- **Фрагмент текста**:
Раздоры начались почти сразу, но пока перспективы отстоять парк казались реальными, их получалось довольно успешно преодолевать. Когда же полиция взяла курс на подавление сопротивления, а стройка активизировалась, раздоры усилились и многие активные участники событий предпочли переключиться на что-то более перспективное. И хотя случаи нечистоплотности, а то и откровенного мошенничества отвратили многих от борьбы за парк, даже лишенное первоначальной бодрости сообщество продолжает находить в себе силы для самоочищения и дальнейшего существования.

Возможно, именно такой опыт особенно ценен тем, что позволяет избавляться от иллюзий относительно гражданских активистов как Воинства Света. Общественное благо могут защищать даже люди небезукоризненные, и стресс, неизбежный в ситуации такого рода городских конфликтов, часто провоцирует не лучшие человеческие проявления. Это совсем не означает, что общественное благо перестает быть благом, а «партизаны», предпочитающие сопротивление и борьбу «за успех безнадежного дела» равнодушию, — героями.

- **Задание**:
Укажите, что, согласно фрагменту текста, отвратило многих от борьбы за парк. Опирайтесь только на фрагмент текста.

- **Выдержка из данных**:
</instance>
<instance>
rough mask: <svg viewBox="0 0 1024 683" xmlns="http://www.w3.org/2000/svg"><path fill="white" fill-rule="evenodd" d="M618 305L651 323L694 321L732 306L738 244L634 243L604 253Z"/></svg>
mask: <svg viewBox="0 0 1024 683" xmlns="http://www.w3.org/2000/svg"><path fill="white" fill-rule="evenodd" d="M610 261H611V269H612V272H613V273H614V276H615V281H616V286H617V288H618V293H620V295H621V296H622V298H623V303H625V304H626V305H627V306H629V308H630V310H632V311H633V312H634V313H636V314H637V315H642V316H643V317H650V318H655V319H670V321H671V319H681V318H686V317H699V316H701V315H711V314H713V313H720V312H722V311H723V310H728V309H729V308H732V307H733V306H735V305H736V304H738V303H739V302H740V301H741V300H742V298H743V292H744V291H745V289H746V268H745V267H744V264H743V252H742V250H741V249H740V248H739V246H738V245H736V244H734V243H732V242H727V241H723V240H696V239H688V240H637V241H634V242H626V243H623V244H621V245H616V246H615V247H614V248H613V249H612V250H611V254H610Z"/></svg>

- **Ваше решение**:
Случаи нечистоплотности, а то и откровенного мошенничества.